Exercise:
Quote the records below word for word, everything from the line containing "I'd appreciate your assistance detecting the soap" down to the line containing "[66,383,289,426]", including both of those lines.

- - - -

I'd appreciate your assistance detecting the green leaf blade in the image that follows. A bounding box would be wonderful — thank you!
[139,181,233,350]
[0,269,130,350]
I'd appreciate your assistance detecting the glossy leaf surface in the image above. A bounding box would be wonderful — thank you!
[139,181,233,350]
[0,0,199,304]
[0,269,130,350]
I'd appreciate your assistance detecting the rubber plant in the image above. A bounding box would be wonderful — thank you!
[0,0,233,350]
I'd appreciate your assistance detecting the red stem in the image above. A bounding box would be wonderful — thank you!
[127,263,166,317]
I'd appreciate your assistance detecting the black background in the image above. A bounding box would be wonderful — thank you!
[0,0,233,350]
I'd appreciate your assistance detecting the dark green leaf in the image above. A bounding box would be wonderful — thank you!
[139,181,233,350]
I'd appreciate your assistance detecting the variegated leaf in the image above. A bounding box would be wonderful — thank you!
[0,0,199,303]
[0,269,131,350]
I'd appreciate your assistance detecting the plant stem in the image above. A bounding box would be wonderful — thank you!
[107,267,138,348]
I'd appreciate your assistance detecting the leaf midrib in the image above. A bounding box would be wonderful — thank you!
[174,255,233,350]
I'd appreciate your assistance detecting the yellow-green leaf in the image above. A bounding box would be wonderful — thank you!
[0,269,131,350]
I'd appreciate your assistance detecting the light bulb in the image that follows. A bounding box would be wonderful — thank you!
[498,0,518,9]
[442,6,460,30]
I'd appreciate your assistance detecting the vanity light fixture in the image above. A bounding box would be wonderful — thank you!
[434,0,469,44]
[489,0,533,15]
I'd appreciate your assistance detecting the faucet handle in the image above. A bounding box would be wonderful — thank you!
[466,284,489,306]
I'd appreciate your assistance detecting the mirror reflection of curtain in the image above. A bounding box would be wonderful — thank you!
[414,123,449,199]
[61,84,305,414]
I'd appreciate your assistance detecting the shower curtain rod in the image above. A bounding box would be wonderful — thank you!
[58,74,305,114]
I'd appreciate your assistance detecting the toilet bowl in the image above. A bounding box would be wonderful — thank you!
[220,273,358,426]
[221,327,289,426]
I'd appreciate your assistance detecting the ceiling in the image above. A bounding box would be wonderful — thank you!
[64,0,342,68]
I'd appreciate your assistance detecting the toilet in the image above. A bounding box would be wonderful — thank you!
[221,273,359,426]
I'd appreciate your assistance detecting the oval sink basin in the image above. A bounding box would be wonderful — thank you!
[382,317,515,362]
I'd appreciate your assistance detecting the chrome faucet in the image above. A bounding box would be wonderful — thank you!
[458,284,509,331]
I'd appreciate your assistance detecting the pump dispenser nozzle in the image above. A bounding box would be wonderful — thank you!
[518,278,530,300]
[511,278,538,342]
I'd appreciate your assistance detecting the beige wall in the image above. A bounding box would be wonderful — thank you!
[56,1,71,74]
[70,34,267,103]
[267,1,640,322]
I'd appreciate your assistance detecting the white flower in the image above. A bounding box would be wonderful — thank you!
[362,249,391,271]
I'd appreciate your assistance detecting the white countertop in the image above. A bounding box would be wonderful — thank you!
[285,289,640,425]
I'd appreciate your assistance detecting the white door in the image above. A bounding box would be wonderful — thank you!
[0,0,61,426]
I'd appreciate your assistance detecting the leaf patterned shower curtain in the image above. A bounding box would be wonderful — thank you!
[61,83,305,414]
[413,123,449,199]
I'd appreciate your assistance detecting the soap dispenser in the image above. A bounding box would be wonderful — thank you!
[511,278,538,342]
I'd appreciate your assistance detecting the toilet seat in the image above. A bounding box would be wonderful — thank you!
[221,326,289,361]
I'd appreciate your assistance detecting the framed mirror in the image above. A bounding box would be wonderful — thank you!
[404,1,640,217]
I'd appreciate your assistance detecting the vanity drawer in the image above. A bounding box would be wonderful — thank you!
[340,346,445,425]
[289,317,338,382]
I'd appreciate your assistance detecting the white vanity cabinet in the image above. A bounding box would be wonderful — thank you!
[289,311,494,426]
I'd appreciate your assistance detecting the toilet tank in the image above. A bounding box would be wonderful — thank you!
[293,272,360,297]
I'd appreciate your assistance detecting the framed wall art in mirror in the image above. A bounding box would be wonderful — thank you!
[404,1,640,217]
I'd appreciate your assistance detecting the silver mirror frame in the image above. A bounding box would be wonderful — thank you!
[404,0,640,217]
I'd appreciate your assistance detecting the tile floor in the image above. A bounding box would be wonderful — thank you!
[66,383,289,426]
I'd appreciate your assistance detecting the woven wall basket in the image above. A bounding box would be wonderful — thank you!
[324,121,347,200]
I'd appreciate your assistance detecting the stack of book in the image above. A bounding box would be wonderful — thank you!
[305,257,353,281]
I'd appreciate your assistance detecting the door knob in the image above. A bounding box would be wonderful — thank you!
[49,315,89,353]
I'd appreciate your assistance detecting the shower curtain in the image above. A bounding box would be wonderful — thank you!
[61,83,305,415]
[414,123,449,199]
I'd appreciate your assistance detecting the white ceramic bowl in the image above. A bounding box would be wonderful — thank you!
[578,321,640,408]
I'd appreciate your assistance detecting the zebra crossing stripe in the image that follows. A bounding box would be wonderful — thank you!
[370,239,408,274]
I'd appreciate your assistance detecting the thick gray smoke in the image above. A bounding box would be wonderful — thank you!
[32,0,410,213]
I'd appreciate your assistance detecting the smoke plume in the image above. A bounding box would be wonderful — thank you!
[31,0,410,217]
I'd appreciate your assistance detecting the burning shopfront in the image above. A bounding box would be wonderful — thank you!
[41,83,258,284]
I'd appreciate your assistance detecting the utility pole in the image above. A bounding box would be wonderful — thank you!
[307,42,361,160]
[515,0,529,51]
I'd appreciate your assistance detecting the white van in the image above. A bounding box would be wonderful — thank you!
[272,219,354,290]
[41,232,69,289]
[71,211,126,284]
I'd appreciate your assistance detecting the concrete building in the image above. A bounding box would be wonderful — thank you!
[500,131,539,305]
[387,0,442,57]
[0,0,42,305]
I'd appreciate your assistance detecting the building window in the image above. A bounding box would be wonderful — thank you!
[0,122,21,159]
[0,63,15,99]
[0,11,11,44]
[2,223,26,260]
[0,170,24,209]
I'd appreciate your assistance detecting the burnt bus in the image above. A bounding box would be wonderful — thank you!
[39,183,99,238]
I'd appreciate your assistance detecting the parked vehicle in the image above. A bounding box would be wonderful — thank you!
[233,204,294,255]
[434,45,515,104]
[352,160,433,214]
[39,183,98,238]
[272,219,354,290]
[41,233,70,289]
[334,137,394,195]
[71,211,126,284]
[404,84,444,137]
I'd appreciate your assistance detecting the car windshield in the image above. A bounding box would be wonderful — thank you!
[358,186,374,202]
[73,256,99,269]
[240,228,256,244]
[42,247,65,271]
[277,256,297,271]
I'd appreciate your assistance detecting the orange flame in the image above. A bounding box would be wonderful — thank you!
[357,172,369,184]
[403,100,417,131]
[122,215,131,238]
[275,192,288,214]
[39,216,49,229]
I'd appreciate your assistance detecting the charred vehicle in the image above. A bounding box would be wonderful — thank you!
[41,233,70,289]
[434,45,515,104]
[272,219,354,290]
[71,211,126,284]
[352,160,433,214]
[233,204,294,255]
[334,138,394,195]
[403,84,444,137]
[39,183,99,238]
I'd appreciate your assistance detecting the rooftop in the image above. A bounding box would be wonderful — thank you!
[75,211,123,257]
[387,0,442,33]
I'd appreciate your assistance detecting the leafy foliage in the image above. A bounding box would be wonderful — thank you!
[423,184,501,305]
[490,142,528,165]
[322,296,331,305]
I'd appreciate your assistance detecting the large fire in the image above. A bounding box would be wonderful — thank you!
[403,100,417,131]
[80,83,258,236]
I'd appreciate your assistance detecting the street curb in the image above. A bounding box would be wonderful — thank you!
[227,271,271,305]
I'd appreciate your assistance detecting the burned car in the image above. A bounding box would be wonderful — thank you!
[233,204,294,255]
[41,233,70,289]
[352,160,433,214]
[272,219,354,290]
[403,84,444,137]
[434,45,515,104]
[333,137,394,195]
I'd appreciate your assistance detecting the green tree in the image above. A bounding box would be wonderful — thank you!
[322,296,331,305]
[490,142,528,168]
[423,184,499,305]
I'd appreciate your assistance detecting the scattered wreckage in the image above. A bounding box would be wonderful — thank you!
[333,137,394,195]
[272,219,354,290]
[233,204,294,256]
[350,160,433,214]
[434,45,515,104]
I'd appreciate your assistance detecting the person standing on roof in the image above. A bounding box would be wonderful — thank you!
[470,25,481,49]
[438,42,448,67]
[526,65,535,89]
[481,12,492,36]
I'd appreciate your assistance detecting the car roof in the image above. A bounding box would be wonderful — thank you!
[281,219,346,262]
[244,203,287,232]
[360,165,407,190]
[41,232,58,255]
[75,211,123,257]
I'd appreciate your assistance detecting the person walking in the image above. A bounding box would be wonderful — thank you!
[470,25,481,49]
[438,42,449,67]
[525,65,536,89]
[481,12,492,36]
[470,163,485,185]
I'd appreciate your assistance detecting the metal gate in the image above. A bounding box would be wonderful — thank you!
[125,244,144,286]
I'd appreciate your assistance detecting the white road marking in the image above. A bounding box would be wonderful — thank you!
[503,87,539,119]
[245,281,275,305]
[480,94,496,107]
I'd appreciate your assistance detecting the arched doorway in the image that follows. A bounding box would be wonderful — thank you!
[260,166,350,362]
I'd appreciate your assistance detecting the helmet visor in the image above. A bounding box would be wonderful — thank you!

- - - -

Answer:
I'd appreciate your assistance detecting the soap dispenser in the image above. A bounding box would be wonderful — thank you!
[511,278,538,342]
I'd appreciate your assistance detecting the toilet seat in the image above. A bounding box would be wonderful — thank you!
[221,326,289,361]
I'd appreciate your assistance detecting the framed mirror in the image above. A bounding box would be wonderful — thank you!
[404,1,640,217]
I'd appreciate your assistance detecting the vanity drawer in the image above. A bounding box would be wonderful — thank you!
[340,346,445,425]
[289,317,338,382]
I'd appreciate your assistance detecting the white vanity cabinet in the image above. A bounding box would be wonderful — thank you!
[289,311,494,426]
I'd appreciate your assistance detecting the toilet tank in the image above. A bounding box would be wonderful — thank you!
[293,272,360,297]
I'd appreciate your assistance detecting the framed wall art in mirror in the image above. A bounding box would be wonderful — thank you!
[404,1,640,217]
I'd appreciate your assistance detecting the silver mirror frame in the image above. A bounding box would be wonderful — thank you!
[404,0,640,217]
I'd appreciate your assistance detecting the tile floor in the image above. A bounding box would be wonderful — thank you!
[66,383,289,426]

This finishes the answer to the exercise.